THE TASKS -
**a.** Decide whether each statement agrees with the boat plug thread, answering yes or no and quoting the words from the thread that settle it: (i) Red3Fish ties the plug to the steering wheel or tiller arm with wire. (ii) richg99 ordered a float switch that morning. (iii) The boat sank before richg99 could get it back to the ramp.
**b.** Pick up the boat plug thread after its last post and write what comes next.

EXTRACTED TEXT -
[start]

# Skunked today..AND..I left the plug out, too.



## richg99 (Aug 21, 2004)

I went to Fayette this morning. Just to start the day off right, I forgot to put the plug in! Haven't done that in ten or more years. 

Maybe I'll do it again in ten more years. I'll be 88 then and have an excuse. Ha Ha

richg99


----------



## Red3Fish (Jun 4, 2004)

Us old people do have our problems. About 20 years ago after doing it a time or two, I put some fairly flexable wire on the hoop of the plug. When I take it out, I wire it to the steering wheel or tiller arm on an outboard. It doesn't get lost, and will remind you pretty quick, even if you launch without it. Oh, yeah, I always have a spare plug in my misc box.

How did you do at Fayette? I tentatively been going for the last week, looking for a break in the weather and at the right time when I am not occupied.

Later
R3F


----------



## bonkers (Mar 2, 2016)

So did you sink or turtle? Did you catch any fish?


----------



## richg99 (Aug 21, 2004)

Yeah, on my other tinny, I have an old plug attached to my key ring, to remind me. 

There is a spare plug in the bilge in case I drop the original in. 

Last night, I ordered a float switch to make it an automatic pump. Why the original owner didn't do that, I don't know. My fault, I owned the boat for more than a month and hadn't changed it yet. Automatic pump would have helped some.


----------



## richg99 (Aug 21, 2004)

Re Turtle and re Fayette.

No, luckily I was 50 yards from the launch, using only the trolling motor, when I turned around and saw water coming up through the deck drain. I was able to run her up onto the ramp with the trolling motor.

Took forever to put her back on the trailer while draining water. 

Re Fayette...first time I've been skunked there. I'll be back.

[end]

[Collection entries]
[start]

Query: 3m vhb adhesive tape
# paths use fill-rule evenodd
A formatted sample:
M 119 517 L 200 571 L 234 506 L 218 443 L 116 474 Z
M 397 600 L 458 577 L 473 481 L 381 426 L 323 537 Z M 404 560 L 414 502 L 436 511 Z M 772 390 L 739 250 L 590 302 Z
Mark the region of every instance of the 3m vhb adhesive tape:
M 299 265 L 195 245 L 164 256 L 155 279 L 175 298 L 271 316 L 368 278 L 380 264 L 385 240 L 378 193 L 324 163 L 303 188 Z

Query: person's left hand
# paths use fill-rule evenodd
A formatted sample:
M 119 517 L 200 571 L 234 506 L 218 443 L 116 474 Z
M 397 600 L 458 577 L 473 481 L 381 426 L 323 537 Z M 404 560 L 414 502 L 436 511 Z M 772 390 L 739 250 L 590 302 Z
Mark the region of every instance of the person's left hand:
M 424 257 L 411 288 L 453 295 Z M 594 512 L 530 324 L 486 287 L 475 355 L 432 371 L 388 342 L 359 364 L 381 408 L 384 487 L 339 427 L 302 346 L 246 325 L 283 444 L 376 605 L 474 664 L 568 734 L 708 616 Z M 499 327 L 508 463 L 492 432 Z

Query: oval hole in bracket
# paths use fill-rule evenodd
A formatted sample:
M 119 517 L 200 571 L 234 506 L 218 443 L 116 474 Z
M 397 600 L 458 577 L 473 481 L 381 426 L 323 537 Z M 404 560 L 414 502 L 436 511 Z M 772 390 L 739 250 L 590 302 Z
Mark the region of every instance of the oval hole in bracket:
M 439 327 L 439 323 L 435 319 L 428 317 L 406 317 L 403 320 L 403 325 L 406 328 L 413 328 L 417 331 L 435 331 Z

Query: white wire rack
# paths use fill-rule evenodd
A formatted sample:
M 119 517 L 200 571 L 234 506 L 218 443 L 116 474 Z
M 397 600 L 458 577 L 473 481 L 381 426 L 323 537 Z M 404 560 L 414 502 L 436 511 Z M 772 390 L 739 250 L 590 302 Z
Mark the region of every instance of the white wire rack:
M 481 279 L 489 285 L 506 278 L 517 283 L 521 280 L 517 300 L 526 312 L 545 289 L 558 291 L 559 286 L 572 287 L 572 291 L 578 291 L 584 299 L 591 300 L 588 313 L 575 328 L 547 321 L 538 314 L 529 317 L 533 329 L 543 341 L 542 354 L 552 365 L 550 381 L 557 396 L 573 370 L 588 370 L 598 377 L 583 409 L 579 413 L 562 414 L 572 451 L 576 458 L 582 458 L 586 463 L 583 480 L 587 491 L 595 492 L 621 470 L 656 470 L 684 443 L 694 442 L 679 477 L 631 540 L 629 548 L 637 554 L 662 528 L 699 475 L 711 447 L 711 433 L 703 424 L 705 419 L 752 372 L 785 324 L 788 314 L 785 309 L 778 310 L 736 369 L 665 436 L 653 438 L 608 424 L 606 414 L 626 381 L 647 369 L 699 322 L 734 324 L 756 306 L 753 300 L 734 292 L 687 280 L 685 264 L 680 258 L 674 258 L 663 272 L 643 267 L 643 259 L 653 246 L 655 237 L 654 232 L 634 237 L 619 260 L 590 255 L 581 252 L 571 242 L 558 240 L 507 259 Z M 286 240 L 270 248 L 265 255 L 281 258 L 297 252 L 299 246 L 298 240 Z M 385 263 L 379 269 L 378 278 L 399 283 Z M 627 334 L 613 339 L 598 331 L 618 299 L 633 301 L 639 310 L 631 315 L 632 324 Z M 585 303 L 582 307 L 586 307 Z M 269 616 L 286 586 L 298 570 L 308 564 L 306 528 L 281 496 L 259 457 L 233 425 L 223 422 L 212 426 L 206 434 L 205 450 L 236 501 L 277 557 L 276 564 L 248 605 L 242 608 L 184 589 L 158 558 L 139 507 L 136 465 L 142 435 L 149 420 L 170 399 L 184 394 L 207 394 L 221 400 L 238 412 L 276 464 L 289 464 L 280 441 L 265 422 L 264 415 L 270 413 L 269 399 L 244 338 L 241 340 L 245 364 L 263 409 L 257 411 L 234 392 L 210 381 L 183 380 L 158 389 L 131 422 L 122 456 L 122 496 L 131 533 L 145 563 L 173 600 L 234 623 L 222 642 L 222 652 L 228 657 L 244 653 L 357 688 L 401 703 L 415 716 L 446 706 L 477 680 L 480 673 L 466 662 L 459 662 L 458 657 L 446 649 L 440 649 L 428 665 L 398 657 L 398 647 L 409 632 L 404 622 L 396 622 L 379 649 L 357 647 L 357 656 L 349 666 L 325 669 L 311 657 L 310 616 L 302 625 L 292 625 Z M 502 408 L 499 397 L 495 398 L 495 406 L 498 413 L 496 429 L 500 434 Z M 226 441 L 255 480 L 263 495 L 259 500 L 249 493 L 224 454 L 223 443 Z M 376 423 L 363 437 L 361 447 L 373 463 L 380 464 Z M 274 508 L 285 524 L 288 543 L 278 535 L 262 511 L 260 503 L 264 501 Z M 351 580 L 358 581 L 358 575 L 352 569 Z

[end]

ANSWER SET -
**a.**
(i) Yes: "I wire it to the steering wheel or tiller arm on an outboard."
(ii) No: "Last night, I ordered a float switch to make it an automatic pump."
(iii) No: "I was able to run her up onto the ramp with the trolling motor."

**b.**
----------



## Red3Fish (Jun 4, 2004)

Rich, on all my tin boats, I could go about 1/3 throttle (kick the bow up a little) and pull the plug, and water would just drain out, and then put it back in. If ya have a lot of water might take 5 or so minutes. I have never had a bilge pump in the tin boats.

Later
R3F


----------



## richg99 (Aug 21, 2004)

Oh, I agree. 

In this particular case, though...I hadn't started the engine. The wind was blowing IN, and while I put the trailer away, even with a line to the dock, the stern was pretty much grounded.

I had to use the trolling motor to pull me far enough away from the shore to allow depth enough to start the engine, which was still tilted way up. 

THAT..... is when I turned around and saw the water gushing out of the drain. 

I could have tried slipping into the (pretty tight) Side-console seat and starting the engine, but I've had some starting problems in the past. I wasn't too confident that she'd start and I could do your trick. 

You do what you think is best at the time. 

What is obvious, though, is that if I had an auto-bilge pump, I would have heard the water flowing; and enough water would have been pushed out by the pump that it wouldn't be gushing out of the drain, either.

I ordered a float switch last night!

regards, 

richg99


----------



## Red3Fish (Jun 4, 2004)

I understand....sometimes you just gotta do what ya gotta do. 

What I do before launching, is start the engine up on dry land and only let it run 5 to 10 seconds. Then I know it is ready to go. This is on two strokes. I dunno about doing it on a four stroke. There are those that will argue, but I am convinced it doesn't hurt two strokes......just for a very short time.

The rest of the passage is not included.